TRY IT ::
Go line by line through the records below. Copy whichever lines contain the string "stack".

============

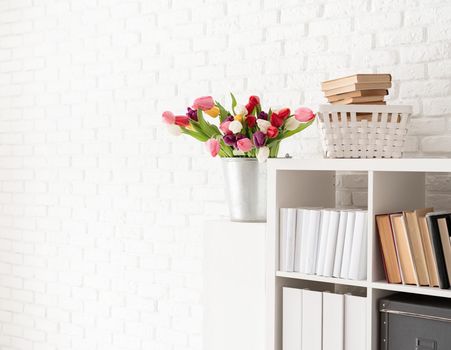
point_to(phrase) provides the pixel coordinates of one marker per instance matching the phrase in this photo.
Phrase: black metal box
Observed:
(413, 322)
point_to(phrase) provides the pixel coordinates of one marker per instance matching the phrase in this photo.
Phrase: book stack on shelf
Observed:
(322, 320)
(357, 89)
(325, 242)
(416, 248)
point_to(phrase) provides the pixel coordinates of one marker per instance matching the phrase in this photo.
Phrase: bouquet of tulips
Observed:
(245, 131)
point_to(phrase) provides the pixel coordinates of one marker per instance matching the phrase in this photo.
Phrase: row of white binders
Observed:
(323, 321)
(325, 242)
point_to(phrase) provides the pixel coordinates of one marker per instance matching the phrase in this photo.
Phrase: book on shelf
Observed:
(361, 100)
(358, 262)
(324, 228)
(331, 243)
(416, 244)
(300, 222)
(321, 241)
(354, 79)
(346, 259)
(444, 229)
(357, 86)
(388, 248)
(311, 246)
(431, 262)
(357, 93)
(405, 258)
(415, 247)
(432, 221)
(341, 234)
(287, 229)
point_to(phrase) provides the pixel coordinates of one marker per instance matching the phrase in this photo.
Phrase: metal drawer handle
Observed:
(425, 344)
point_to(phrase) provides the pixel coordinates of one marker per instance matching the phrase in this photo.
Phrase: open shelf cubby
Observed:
(393, 185)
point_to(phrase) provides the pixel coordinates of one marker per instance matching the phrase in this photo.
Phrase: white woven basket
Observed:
(363, 131)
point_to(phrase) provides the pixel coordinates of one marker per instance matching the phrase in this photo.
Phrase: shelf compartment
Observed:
(383, 285)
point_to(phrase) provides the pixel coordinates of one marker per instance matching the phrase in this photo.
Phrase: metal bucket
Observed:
(245, 188)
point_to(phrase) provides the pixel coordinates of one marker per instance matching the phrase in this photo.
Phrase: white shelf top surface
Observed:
(403, 164)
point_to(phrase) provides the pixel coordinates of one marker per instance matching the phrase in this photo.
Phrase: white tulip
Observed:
(240, 109)
(292, 123)
(174, 130)
(263, 154)
(263, 125)
(235, 126)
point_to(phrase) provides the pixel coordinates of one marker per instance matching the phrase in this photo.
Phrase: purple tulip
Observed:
(239, 137)
(230, 140)
(192, 114)
(259, 139)
(263, 115)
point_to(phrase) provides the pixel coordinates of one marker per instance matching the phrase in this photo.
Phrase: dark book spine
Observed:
(438, 251)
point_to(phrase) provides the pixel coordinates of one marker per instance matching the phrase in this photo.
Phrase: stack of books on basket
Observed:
(416, 247)
(357, 89)
(325, 242)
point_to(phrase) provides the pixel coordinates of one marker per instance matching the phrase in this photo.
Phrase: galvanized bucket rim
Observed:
(238, 159)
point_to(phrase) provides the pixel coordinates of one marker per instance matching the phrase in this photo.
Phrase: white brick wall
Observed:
(100, 210)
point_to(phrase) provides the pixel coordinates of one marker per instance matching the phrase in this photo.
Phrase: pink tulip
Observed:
(213, 147)
(168, 118)
(225, 128)
(304, 114)
(182, 120)
(204, 103)
(244, 145)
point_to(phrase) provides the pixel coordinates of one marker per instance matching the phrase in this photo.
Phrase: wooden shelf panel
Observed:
(445, 293)
(315, 278)
(405, 165)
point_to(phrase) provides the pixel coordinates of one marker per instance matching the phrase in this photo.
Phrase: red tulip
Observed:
(272, 132)
(204, 103)
(182, 120)
(251, 121)
(244, 144)
(276, 120)
(253, 102)
(304, 114)
(213, 147)
(284, 113)
(168, 117)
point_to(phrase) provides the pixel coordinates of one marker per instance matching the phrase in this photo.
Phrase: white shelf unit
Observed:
(393, 185)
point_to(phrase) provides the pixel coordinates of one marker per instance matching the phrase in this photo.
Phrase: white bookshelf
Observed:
(393, 185)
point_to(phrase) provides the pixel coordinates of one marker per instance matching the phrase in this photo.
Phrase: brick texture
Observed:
(101, 211)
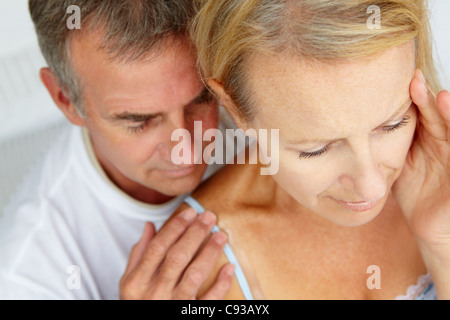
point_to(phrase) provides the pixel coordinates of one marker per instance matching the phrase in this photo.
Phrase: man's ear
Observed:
(228, 103)
(60, 98)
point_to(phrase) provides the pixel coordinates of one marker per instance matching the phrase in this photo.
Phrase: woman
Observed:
(360, 206)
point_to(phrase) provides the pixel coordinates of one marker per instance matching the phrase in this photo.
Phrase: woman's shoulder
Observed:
(226, 189)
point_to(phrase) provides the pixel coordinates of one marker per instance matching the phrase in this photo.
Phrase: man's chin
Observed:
(181, 182)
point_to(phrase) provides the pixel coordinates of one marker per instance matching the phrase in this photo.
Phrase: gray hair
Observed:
(133, 29)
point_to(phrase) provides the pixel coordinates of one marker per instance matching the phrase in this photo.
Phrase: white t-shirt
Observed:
(68, 233)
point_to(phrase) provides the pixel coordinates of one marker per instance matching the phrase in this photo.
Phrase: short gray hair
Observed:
(133, 29)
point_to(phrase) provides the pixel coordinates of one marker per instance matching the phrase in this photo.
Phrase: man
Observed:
(126, 78)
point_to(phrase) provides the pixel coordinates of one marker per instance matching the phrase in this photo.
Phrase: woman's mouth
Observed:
(359, 206)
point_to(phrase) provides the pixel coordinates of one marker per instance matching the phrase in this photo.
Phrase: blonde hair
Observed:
(227, 33)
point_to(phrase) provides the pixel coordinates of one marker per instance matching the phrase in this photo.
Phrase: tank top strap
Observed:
(228, 252)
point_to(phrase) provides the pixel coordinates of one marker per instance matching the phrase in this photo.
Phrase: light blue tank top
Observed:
(428, 294)
(228, 252)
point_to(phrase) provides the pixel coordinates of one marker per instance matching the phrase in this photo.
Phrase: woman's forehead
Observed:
(322, 95)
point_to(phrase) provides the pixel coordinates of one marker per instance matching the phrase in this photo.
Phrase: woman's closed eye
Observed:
(386, 128)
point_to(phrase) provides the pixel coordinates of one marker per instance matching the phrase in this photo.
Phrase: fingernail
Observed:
(188, 214)
(230, 270)
(220, 238)
(424, 82)
(207, 217)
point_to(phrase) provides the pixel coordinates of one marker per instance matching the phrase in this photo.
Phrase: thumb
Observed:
(139, 249)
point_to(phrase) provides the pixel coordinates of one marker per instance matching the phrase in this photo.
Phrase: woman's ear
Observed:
(51, 82)
(228, 103)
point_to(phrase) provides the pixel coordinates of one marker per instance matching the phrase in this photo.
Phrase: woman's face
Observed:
(345, 129)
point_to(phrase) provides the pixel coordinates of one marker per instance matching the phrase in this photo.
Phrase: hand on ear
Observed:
(60, 98)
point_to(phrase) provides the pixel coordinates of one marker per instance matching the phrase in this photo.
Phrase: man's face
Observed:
(133, 108)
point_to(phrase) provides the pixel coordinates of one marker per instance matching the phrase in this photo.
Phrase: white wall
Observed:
(440, 25)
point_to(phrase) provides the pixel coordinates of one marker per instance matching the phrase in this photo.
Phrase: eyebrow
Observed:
(143, 117)
(398, 112)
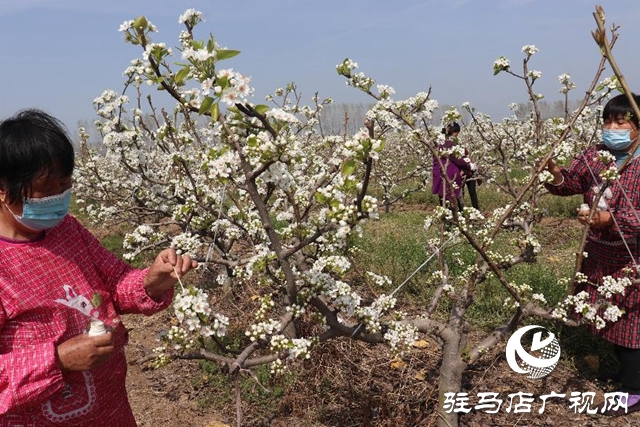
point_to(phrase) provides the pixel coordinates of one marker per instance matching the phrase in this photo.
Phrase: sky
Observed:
(59, 55)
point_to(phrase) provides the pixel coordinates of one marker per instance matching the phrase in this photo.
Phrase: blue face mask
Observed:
(616, 139)
(45, 212)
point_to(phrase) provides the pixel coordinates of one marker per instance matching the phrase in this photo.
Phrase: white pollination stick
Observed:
(96, 327)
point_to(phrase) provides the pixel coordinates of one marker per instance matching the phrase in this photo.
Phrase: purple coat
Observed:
(455, 168)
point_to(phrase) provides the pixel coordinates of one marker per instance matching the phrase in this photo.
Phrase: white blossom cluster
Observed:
(529, 49)
(611, 286)
(565, 80)
(400, 336)
(191, 308)
(263, 330)
(186, 243)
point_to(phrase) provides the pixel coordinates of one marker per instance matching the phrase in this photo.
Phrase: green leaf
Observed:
(215, 112)
(182, 74)
(261, 109)
(349, 167)
(206, 105)
(226, 54)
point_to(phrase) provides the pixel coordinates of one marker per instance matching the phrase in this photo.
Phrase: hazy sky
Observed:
(59, 55)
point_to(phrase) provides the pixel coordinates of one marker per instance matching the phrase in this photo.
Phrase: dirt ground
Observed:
(349, 383)
(354, 384)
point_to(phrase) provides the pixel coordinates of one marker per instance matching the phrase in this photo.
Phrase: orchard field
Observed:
(333, 290)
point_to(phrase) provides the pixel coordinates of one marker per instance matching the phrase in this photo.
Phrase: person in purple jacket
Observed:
(451, 165)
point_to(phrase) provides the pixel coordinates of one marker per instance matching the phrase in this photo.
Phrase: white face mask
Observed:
(617, 139)
(45, 212)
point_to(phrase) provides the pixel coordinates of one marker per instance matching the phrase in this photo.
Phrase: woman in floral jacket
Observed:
(56, 279)
(613, 240)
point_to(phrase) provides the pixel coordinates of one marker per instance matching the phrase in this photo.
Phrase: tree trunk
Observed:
(450, 381)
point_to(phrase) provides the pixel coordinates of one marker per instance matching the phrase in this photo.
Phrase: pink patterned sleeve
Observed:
(27, 375)
(124, 282)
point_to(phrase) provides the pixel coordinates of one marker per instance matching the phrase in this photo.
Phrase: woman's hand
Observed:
(83, 352)
(162, 272)
(600, 219)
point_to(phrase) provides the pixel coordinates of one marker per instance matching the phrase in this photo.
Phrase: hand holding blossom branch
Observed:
(274, 202)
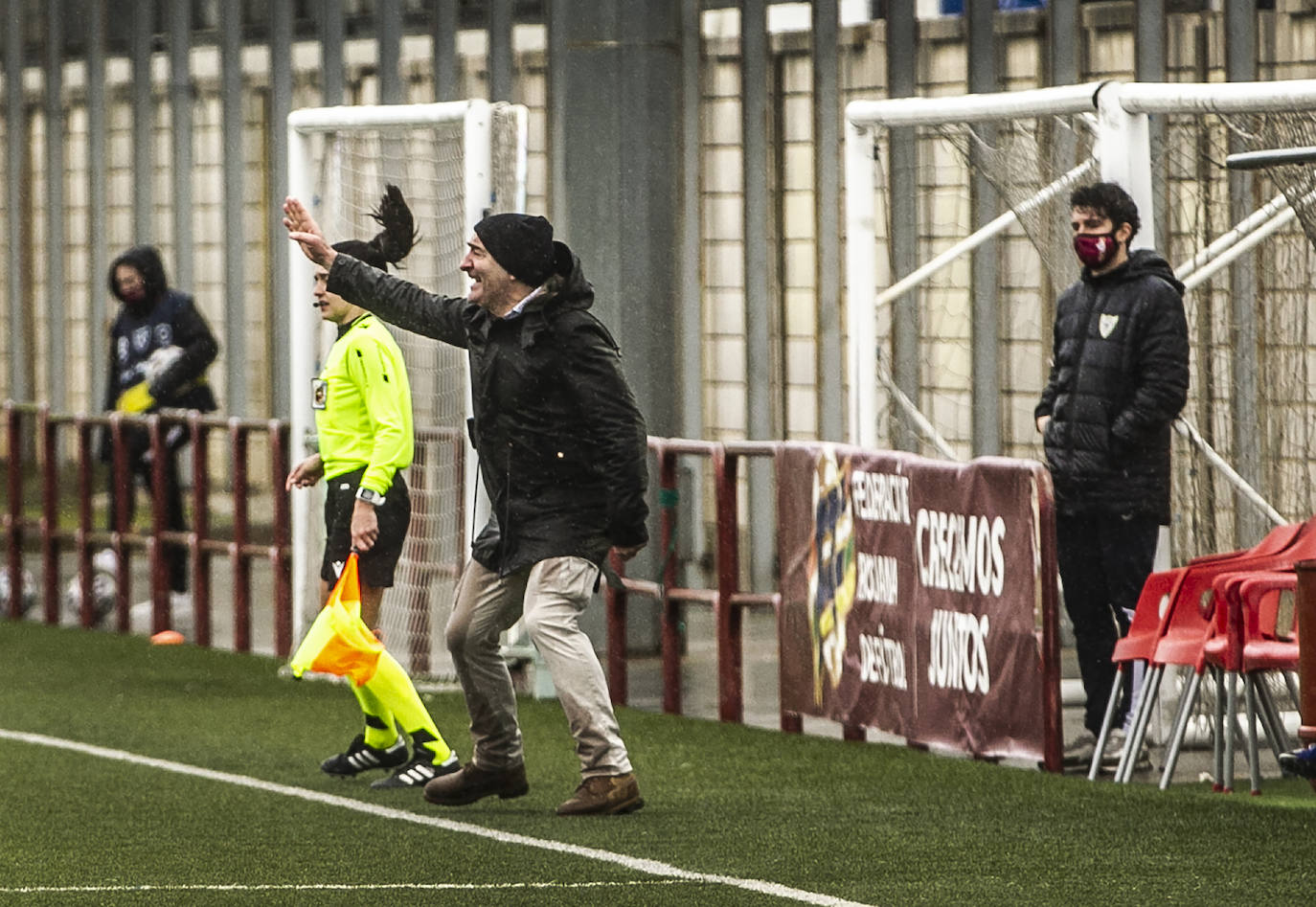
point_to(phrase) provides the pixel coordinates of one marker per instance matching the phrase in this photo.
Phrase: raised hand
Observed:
(305, 231)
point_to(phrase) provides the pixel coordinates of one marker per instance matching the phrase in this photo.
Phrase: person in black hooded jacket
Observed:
(1119, 378)
(562, 452)
(159, 351)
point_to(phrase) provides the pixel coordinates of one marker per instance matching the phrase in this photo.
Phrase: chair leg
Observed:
(1133, 742)
(1292, 686)
(1249, 688)
(1217, 744)
(1271, 721)
(1181, 728)
(1095, 767)
(1231, 713)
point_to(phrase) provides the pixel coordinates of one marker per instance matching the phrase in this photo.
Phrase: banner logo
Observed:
(832, 573)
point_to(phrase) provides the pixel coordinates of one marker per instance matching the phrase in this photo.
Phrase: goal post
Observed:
(454, 162)
(1245, 250)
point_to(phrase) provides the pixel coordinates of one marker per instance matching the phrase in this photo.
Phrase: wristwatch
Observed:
(370, 496)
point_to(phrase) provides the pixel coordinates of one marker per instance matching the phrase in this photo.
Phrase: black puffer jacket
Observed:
(1119, 378)
(561, 442)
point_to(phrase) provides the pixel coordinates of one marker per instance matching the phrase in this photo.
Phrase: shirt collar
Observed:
(520, 306)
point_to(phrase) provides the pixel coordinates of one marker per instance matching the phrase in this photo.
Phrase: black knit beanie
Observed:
(521, 243)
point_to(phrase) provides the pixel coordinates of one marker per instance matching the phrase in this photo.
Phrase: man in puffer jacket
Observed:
(562, 450)
(1119, 378)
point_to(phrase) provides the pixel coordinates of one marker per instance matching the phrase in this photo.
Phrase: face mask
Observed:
(1095, 249)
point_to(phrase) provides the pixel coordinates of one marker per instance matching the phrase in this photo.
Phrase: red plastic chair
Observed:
(1246, 639)
(1269, 644)
(1158, 603)
(1221, 652)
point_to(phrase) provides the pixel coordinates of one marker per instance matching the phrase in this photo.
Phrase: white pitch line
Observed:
(327, 886)
(636, 864)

============

YOUR SOLUTION ::
Phrase: book stack on shelf
Phrase: stack of books on basket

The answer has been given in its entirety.